• [Try it] Switch each "rough mask" in the data below to "coarse mask" and write the lines out again with nothing else changed. Leave the pictures out.

•••••

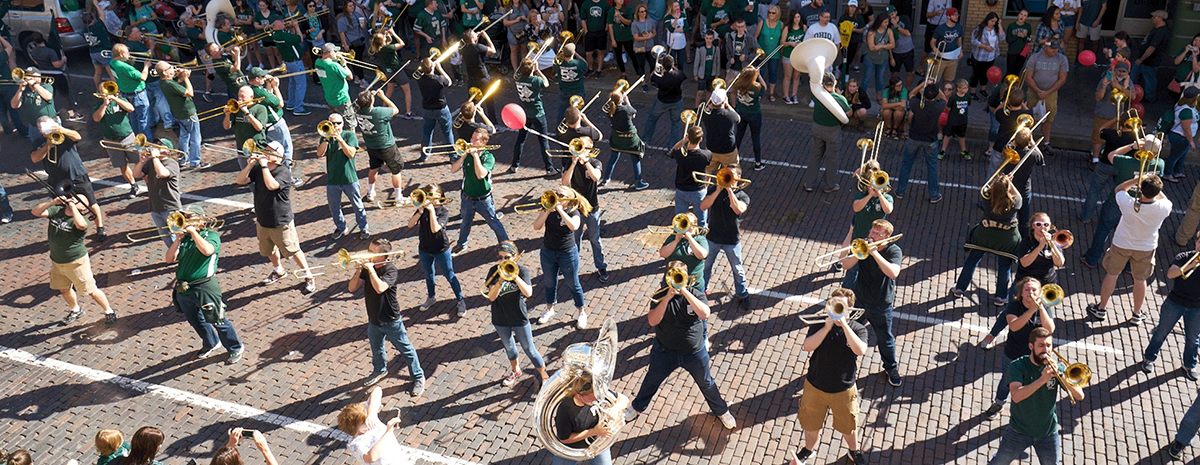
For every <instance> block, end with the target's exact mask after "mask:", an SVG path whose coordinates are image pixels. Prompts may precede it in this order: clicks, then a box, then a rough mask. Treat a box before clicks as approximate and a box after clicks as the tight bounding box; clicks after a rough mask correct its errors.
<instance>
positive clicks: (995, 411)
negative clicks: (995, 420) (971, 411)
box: [983, 401, 1004, 419]
mask: <svg viewBox="0 0 1200 465" xmlns="http://www.w3.org/2000/svg"><path fill="white" fill-rule="evenodd" d="M1001 410H1004V404H1003V403H998V401H994V403H991V406H990V407H988V410H986V411H984V412H983V416H984V417H986V418H988V419H996V417H998V416H1000V411H1001Z"/></svg>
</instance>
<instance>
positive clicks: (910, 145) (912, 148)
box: [868, 60, 941, 199]
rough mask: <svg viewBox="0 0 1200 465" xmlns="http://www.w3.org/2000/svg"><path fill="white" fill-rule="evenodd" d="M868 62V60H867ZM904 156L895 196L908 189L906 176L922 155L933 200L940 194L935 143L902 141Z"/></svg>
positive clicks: (930, 196) (908, 140) (936, 143)
mask: <svg viewBox="0 0 1200 465" xmlns="http://www.w3.org/2000/svg"><path fill="white" fill-rule="evenodd" d="M868 61H870V60H868ZM902 150H904V156H902V158H901V159H900V182H899V183H898V185H896V195H904V194H905V192H907V189H908V175H910V174H911V173H912V165H913V164H916V163H917V157H919V156H922V155H924V158H925V177H926V179H928V181H929V189H928V191H929V198H930V199H935V198H937V195H941V194H940V192H941V191H940V185H938V182H937V143H936V141H935V143H922V141H916V140H912V139H908V140H905V141H904V149H902Z"/></svg>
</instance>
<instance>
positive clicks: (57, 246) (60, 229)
mask: <svg viewBox="0 0 1200 465" xmlns="http://www.w3.org/2000/svg"><path fill="white" fill-rule="evenodd" d="M46 212H47V213H49V216H48V217H47V219H49V221H50V224H49V225H48V227H46V230H47V234H48V235H49V238H50V241H49V242H50V261H53V262H55V264H70V262H72V261H76V260H79V259H80V258H83V256H84V255H86V254H88V247H86V246H84V244H83V238H84V236H86V235H88V229H86V228H85V229H79V228H76V227H74V219H73V218H71V213H67V210H66V207H65V206H62V205H55V206H52V207H49V210H47V211H46ZM80 215H85V212H80ZM84 223H88V219H86V218H84Z"/></svg>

•••••

• [Your solution]
For every <instance> block, end with the target's exact mask after "mask:", an SVG path whose coordinates are image pixels. Prompts may precede it in this order: clicks, then a box, then a coarse mask. Treat a box before clicks as approximate and a box after clicks as the tight bounding box; clicks after a coarse mask correct its errors.
<instance>
positive clicks: (995, 411)
negative clicks: (995, 420) (971, 411)
box: [983, 401, 1004, 419]
mask: <svg viewBox="0 0 1200 465" xmlns="http://www.w3.org/2000/svg"><path fill="white" fill-rule="evenodd" d="M1001 410H1004V404H1003V403H998V401H994V403H991V406H990V407H988V410H986V411H984V412H983V416H984V417H986V418H988V419H996V417H998V416H1000V411H1001Z"/></svg>
</instance>
<instance>
positive clicks: (910, 145) (912, 148)
box: [868, 60, 941, 199]
coarse mask: <svg viewBox="0 0 1200 465" xmlns="http://www.w3.org/2000/svg"><path fill="white" fill-rule="evenodd" d="M868 62V60H867ZM904 156L895 196L908 189L906 176L922 155L933 200L940 194L935 143L902 141Z"/></svg>
positive clicks: (930, 196) (908, 140) (936, 143)
mask: <svg viewBox="0 0 1200 465" xmlns="http://www.w3.org/2000/svg"><path fill="white" fill-rule="evenodd" d="M868 61H870V60H868ZM902 150H904V156H902V158H901V159H900V182H899V183H898V185H896V195H904V194H905V192H907V189H908V175H910V174H911V173H912V165H913V164H916V163H917V157H919V156H922V155H924V158H925V177H926V179H928V181H929V189H928V191H929V198H930V199H935V198H937V195H941V194H940V192H941V191H940V185H938V182H937V143H936V141H935V143H922V141H916V140H912V139H908V140H905V141H904V149H902Z"/></svg>
</instance>
<instance>
positive clicks: (57, 246) (60, 229)
mask: <svg viewBox="0 0 1200 465" xmlns="http://www.w3.org/2000/svg"><path fill="white" fill-rule="evenodd" d="M46 212H47V213H49V216H48V217H47V219H49V221H50V224H49V225H48V227H46V230H47V234H48V235H49V238H50V241H49V242H50V261H53V262H55V264H70V262H72V261H76V260H79V259H80V258H83V256H84V255H86V254H88V247H86V246H84V244H83V238H84V236H86V235H88V229H86V228H85V229H79V228H76V227H74V219H73V218H71V213H67V210H66V207H65V206H62V205H55V206H52V207H49V210H47V211H46ZM80 215H85V212H80ZM84 223H88V219H86V218H84Z"/></svg>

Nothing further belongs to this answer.